Items from a data source

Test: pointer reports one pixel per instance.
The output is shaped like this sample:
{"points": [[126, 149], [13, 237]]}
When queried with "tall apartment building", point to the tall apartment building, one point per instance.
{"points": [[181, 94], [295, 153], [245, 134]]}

→ **Stated problem**
Write out all the records above again, requests included, and shift every point coordinate in the answers by adding 81 to each number. Leave the sample format in the requests as it is.

→ **Response to this exercise**
Test: pointer reports one pixel per instance.
The output is shaped like this sample:
{"points": [[126, 149], [13, 237]]}
When queried with "tall apartment building", point to the tall apartment building, one point per instance.
{"points": [[262, 175], [376, 234], [326, 215]]}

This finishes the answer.